> Ausgangstext
Holygram - Modern cults

Oblivion / SPV
VÖ: 09.11.2018
Unsere Bewertung: 7/10
7/10
Eure Ø-Bewertung: 9/10
9/10

In der Luft

Wenn ein Hipster ein Instagram wiegt, wie schwer ist dann ein Geistlicher? Okay, es gibt Fragen, die man einfach nicht stellen sollte. Auch und vor allem nicht, wenn es um die Namensgebung von Bands geht, die mehr oder weniger der Schwarzen Szene zuzuordnen sind. Heißen Whispering Sons also so, weil ihre Leadsängerin stimmlich kaum als eine solche zu identifizieren ist? Und sind Holygram nicht doch mindestens doppelt so schwer wie Nachbars Lumpi? Einiges zu bieten hatte jedenfalls bereits die 2017er EP der Kölner: triumphal resonierenden Post-Punk mit elektronischem Gefrierbrand, den der Fünfer zwischendurch auch mal zum Krautstampfen abkommandierte. Nichts, was The Soft Moon nicht genauso hinkriegen würden – aber immerhin so hochwertig, dass es drei Stücke in neuer Version auf Holygrams Longplay-Debüt geschafft haben.

[Gesammelte Daten]

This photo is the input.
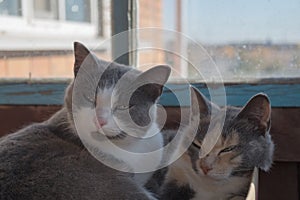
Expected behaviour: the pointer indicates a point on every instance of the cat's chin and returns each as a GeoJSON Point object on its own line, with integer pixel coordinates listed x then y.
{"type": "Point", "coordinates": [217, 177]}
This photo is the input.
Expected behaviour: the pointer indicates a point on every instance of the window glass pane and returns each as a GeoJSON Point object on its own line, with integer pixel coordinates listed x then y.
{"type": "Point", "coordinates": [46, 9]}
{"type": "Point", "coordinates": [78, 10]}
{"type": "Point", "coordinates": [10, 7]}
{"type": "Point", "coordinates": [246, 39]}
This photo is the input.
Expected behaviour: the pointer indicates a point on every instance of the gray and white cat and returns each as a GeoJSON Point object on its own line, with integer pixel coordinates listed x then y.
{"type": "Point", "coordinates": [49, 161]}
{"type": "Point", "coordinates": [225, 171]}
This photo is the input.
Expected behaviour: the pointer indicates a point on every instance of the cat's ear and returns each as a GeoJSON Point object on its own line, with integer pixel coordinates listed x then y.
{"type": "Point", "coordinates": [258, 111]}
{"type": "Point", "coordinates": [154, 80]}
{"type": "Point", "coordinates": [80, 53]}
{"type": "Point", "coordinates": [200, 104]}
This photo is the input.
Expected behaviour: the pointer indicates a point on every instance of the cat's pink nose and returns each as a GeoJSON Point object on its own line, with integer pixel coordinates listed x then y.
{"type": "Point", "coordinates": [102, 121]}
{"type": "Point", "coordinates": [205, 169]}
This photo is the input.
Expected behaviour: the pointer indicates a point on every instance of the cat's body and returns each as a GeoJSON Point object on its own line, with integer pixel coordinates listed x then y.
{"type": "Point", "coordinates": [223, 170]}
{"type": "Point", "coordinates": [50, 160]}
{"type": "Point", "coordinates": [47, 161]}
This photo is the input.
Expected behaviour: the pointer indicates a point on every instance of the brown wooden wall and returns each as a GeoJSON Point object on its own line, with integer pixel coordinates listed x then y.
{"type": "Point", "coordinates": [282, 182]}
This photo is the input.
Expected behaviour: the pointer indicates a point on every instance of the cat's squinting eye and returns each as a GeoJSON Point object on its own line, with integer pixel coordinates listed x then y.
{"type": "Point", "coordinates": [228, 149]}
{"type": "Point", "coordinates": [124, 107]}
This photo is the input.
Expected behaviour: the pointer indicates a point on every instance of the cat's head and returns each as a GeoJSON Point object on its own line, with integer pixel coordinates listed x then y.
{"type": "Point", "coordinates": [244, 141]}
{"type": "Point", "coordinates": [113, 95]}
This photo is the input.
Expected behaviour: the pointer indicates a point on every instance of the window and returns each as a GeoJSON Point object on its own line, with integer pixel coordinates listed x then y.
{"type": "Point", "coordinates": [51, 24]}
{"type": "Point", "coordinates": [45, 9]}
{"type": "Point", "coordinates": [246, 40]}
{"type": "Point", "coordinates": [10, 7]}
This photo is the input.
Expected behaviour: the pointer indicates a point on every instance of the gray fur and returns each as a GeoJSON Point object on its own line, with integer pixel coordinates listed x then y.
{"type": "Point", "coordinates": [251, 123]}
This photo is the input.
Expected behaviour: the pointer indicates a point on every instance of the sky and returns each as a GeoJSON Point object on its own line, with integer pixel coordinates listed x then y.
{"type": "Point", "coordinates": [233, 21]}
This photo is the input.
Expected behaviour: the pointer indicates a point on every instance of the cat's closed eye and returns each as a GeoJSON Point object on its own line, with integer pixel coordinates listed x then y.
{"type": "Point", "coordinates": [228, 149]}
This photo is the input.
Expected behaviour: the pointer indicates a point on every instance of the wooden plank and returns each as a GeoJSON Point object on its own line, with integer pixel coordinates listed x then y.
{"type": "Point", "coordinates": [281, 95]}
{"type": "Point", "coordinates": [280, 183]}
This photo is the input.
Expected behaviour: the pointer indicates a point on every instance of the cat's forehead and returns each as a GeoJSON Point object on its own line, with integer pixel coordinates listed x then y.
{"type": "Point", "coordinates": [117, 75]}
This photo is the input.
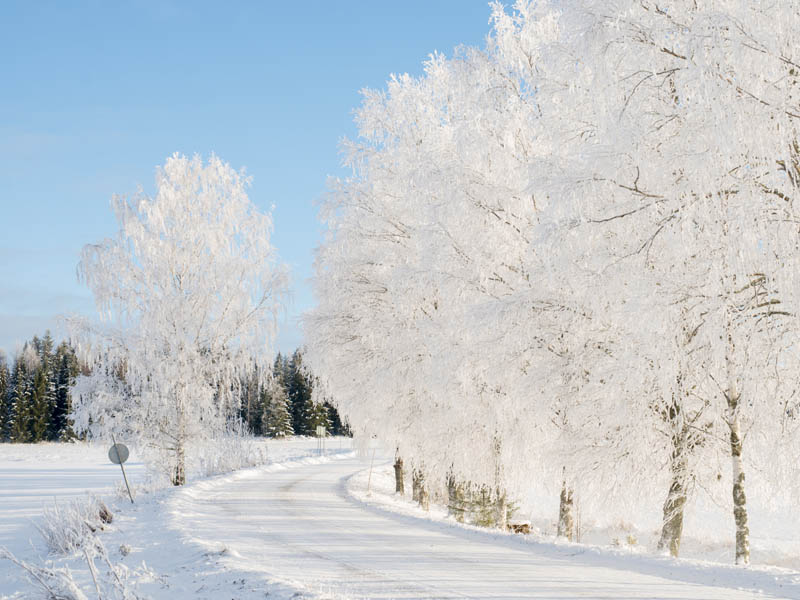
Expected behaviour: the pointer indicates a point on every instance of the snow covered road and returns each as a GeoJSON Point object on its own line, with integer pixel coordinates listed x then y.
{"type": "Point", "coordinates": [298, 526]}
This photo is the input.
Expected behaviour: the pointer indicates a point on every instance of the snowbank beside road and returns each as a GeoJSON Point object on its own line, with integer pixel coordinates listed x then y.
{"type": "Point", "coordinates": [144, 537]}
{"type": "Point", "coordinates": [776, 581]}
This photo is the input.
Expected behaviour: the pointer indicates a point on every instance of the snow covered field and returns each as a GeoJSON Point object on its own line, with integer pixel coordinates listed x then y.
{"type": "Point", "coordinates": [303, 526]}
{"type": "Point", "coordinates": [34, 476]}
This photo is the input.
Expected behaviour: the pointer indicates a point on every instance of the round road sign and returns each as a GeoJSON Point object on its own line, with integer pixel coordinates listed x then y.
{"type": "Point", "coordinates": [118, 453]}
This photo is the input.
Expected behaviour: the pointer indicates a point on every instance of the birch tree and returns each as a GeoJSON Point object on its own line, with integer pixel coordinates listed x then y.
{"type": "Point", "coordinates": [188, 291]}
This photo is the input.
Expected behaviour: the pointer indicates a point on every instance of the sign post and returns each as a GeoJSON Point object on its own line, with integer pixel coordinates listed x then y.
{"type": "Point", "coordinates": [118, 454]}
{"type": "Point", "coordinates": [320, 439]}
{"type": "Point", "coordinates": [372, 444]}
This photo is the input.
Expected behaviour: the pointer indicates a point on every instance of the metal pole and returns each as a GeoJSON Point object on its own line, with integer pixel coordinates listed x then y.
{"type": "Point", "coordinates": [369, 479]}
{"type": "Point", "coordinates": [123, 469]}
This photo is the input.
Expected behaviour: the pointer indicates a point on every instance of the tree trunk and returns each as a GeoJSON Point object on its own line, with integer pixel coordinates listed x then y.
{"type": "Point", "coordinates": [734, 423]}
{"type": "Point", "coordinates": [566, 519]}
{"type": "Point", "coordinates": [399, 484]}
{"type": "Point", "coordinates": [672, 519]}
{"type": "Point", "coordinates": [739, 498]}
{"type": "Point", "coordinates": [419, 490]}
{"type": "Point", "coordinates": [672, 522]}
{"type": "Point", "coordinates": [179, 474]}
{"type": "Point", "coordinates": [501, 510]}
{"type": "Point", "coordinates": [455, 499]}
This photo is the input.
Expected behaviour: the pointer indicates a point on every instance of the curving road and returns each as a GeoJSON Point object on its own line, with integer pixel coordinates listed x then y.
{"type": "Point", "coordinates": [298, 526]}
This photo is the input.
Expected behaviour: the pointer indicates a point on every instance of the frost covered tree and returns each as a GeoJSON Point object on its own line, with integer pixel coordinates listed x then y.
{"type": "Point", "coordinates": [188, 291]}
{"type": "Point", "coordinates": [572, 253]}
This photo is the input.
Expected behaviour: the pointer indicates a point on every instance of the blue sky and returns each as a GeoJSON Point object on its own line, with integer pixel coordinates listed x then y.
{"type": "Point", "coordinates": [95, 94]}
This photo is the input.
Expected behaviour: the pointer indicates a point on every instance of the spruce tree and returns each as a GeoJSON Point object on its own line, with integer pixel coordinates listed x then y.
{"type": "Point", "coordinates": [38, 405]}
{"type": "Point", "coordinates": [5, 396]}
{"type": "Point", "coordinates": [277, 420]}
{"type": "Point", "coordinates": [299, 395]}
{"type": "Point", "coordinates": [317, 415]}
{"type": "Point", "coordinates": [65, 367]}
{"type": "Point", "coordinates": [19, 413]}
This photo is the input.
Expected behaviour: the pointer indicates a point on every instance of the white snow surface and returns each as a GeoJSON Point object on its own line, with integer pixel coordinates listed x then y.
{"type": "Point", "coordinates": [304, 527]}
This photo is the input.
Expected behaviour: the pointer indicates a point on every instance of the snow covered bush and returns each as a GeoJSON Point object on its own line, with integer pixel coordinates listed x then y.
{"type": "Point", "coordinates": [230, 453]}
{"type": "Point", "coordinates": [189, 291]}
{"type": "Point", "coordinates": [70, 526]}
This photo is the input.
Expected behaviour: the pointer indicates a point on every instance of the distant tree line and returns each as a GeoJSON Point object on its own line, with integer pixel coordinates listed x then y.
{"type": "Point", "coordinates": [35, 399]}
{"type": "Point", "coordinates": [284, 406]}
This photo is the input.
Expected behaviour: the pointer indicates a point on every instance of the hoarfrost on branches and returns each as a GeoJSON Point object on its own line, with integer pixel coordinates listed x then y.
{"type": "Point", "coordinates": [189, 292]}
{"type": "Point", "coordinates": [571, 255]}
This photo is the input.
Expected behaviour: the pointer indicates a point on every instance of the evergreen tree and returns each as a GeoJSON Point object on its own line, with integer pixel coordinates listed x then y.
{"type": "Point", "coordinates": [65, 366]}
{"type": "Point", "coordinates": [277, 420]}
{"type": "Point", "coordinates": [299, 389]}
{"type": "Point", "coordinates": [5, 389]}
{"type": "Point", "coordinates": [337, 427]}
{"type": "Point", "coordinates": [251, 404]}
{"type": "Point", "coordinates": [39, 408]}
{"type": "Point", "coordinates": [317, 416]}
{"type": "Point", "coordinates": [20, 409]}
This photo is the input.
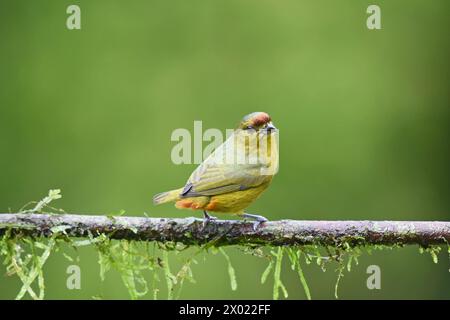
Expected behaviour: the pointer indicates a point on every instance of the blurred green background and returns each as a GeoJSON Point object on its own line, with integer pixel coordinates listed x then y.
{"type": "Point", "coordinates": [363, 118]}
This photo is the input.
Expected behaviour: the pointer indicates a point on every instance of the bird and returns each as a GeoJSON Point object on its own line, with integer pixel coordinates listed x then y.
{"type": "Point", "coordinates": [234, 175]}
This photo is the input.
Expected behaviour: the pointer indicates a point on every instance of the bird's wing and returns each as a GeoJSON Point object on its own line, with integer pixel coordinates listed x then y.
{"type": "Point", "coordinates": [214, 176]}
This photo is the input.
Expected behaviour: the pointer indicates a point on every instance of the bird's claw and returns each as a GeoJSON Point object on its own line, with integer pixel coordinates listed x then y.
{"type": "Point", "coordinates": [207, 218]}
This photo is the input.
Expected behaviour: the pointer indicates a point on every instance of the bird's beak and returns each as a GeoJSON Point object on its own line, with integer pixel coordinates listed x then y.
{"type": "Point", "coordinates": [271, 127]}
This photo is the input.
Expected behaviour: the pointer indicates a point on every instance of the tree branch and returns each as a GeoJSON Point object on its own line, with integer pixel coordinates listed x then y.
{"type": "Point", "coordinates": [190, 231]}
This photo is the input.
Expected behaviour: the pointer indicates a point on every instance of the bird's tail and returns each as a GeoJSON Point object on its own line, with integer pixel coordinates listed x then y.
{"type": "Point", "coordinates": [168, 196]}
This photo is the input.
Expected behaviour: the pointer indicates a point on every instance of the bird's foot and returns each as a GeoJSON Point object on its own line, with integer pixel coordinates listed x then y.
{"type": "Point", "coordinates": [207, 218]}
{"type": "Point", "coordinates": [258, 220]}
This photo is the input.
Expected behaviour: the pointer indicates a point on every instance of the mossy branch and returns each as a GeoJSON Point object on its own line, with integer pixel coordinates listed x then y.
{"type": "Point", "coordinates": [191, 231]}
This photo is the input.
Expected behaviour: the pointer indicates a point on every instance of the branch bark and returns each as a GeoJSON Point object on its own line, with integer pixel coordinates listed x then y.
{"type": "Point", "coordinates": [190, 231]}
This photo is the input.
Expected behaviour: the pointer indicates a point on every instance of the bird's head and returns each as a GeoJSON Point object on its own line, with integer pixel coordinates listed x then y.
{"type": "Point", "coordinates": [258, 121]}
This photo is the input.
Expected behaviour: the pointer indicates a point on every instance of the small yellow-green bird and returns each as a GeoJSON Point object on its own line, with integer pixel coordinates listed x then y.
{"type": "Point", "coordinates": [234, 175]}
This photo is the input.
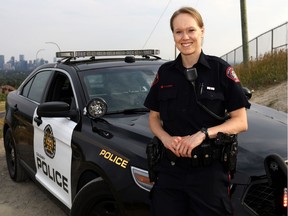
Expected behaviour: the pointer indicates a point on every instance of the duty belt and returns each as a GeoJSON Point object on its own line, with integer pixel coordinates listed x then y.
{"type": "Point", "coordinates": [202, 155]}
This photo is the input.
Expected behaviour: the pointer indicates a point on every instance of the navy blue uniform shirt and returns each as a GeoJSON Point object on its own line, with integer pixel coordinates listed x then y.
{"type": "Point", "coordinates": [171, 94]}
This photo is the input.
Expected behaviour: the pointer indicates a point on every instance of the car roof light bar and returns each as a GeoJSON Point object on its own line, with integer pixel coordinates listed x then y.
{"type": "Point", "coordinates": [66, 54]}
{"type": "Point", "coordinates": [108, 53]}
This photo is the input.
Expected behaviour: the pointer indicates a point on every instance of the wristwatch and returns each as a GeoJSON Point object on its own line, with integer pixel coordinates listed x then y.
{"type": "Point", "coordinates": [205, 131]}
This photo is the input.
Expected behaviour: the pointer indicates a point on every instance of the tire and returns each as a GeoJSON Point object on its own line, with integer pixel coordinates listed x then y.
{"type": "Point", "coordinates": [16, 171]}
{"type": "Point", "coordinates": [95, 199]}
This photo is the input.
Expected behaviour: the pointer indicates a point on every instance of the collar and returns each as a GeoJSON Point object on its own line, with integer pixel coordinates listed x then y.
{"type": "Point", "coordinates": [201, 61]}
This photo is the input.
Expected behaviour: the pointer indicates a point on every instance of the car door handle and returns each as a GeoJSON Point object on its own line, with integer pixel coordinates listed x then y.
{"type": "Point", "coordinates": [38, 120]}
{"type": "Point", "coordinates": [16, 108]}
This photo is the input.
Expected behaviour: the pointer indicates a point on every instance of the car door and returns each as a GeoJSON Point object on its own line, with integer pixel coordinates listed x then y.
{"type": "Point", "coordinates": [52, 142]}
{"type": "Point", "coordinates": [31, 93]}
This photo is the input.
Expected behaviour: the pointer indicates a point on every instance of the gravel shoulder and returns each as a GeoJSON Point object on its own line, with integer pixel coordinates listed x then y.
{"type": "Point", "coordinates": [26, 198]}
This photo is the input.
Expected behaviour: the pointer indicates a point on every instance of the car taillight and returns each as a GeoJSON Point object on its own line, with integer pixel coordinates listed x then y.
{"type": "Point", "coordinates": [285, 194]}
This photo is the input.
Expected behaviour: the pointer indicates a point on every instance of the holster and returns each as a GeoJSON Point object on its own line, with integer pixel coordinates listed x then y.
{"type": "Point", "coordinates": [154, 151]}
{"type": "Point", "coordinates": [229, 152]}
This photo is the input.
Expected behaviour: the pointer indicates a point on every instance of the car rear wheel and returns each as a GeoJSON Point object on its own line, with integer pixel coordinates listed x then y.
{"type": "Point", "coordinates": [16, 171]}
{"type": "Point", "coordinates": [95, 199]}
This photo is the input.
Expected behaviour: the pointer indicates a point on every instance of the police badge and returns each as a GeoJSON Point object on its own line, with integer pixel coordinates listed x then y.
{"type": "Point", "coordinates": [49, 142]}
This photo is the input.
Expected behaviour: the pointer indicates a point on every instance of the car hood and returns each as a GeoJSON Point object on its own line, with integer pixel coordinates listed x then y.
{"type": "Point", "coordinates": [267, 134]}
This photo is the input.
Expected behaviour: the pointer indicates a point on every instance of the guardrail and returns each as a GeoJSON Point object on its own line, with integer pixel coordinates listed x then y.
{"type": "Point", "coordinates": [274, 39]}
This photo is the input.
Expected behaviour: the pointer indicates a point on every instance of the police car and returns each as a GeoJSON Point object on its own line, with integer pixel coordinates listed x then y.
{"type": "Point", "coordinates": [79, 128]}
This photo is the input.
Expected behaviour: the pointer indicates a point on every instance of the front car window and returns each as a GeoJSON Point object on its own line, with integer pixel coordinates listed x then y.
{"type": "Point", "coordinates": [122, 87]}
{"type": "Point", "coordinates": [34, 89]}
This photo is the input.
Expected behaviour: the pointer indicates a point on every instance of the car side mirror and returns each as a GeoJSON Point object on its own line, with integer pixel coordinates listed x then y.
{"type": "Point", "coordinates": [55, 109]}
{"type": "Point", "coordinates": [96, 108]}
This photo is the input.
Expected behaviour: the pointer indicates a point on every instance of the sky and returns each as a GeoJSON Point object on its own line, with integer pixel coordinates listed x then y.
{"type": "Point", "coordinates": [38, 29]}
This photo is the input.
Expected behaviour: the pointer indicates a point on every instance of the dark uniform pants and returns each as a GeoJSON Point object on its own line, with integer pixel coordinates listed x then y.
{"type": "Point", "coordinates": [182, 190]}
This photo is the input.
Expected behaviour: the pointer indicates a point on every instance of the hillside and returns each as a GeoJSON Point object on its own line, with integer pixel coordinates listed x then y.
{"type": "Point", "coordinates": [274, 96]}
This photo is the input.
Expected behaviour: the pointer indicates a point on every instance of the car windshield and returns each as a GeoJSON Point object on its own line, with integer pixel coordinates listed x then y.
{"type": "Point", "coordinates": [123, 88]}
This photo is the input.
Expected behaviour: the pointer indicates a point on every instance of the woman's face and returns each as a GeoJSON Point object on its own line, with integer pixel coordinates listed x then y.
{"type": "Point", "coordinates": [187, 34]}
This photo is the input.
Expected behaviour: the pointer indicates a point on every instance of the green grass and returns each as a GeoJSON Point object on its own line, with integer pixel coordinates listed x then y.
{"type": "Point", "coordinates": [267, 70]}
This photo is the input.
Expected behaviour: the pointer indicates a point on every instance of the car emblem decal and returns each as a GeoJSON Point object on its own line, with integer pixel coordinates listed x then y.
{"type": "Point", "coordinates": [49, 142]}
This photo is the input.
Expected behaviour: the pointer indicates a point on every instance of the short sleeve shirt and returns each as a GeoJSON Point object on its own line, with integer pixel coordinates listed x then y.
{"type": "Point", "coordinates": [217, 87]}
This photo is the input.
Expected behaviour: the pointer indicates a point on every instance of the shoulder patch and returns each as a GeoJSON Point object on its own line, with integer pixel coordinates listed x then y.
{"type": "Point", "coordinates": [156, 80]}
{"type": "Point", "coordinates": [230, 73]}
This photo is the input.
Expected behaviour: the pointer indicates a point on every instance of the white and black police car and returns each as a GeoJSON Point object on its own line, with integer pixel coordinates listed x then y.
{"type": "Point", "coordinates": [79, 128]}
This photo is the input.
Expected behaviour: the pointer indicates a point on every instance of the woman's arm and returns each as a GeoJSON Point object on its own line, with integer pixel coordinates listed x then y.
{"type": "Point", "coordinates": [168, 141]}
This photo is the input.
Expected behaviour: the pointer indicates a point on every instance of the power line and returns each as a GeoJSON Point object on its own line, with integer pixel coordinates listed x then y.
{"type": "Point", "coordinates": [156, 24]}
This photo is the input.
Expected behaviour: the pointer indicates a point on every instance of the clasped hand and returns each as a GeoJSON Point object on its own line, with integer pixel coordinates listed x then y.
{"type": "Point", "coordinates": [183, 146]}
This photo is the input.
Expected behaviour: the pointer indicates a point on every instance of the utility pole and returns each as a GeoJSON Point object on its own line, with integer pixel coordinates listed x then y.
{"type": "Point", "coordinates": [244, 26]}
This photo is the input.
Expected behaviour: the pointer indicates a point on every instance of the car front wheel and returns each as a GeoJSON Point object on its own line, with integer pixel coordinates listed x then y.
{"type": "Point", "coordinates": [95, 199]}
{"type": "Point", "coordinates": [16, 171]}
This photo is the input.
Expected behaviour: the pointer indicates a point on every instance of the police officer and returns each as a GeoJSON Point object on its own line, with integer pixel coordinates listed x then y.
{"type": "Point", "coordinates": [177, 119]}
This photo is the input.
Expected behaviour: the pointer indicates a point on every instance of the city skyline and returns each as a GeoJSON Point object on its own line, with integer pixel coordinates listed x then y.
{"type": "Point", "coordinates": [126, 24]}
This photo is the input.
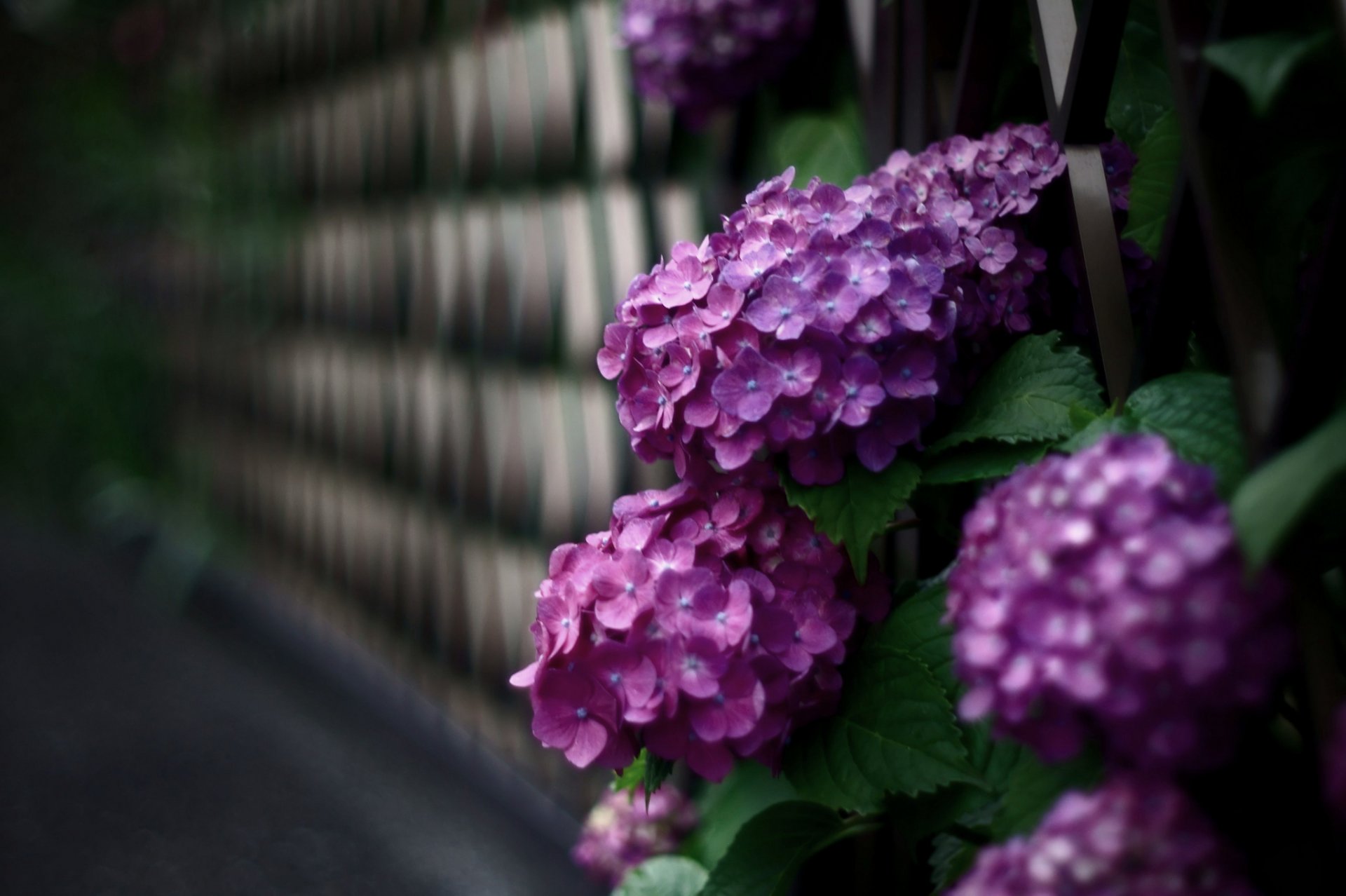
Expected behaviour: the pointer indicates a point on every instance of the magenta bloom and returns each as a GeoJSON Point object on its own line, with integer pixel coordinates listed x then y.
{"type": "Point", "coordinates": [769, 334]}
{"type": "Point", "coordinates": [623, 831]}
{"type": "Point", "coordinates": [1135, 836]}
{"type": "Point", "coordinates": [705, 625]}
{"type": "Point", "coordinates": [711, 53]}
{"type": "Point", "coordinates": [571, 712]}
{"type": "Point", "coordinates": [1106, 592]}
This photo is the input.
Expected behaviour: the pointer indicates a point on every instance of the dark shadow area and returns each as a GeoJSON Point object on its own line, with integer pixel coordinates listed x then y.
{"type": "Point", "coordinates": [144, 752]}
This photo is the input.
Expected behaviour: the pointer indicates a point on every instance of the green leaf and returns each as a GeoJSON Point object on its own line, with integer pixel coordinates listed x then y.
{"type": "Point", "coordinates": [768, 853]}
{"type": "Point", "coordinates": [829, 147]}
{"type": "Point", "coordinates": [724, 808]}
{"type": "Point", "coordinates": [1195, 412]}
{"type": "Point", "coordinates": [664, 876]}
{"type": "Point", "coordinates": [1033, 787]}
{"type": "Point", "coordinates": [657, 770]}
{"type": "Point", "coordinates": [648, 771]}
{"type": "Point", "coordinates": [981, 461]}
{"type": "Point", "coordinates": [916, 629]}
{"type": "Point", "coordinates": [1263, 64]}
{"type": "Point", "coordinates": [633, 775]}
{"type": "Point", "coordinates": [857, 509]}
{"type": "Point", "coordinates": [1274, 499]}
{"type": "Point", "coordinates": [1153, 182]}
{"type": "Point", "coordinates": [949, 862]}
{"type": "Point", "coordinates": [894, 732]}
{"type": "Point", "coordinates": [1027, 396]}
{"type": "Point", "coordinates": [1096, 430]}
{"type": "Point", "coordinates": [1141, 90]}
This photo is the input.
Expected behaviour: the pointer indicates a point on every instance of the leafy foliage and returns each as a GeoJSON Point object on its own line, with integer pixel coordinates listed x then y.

> Aufgaben
- A) Beantworte anhand der Rezension zu Holygram die folgenden Fragen:
(i) An welchem Tag ist das Album erschienen?
(ii) Aus welcher Stadt kommt die Band?
(iii) Wie viele Stücke der EP von 2017 sind in neuer Version auf dem Debütalbum zu hören?
- B) Schreibe die Rezension zum Holygram-Album „Modern cults“ nach ihrem letzten Satz weiter.
Die Daten gehören nicht zur Rezension, sondern kommen aus einer anderen Quelle.

> Gelöste Aufgaben
- A)
(i) Am 09.11.2018.
(ii) Aus Köln.
(iii) Drei Stücke.

- B)
Doch bleiben wir kurz bei The Soft Moon, genauer gesagt bei deren Produzenten Maurizio Baggio. Der wechselte nämlich kurz den Sitzplatz, nachdem er das grimmige Dunkelwerk "Criminal" zusammengeschweißt hatte, und betreute anschließend den Holygram-Erstling. Wen sollte es da wundern, dass man "Modern cults" in nahezu jedem Augenblick ab dem mahlenden Intro "Into the void" die Verbindung zu Luis Vasquez' Ein-Mann-Projekt anhört? Spitze Gitarrenläufe sensen schrill vorwärts, die Synthies heulen wie Alarmsirenen mit Panikattacke, immer ordentlich Hall auf die dicken, maschinellen Drums. Und natürlich auf Patrick Blümels Stimme, die barmend bis klagend das Verhältnis von Individuum und klirrend kalter, urbaner Nicht-Idylle verhandelt. Und da es aus der keinen Ausweg gibt, bleibt nur eins übrig: "Lose yourself in modern cults."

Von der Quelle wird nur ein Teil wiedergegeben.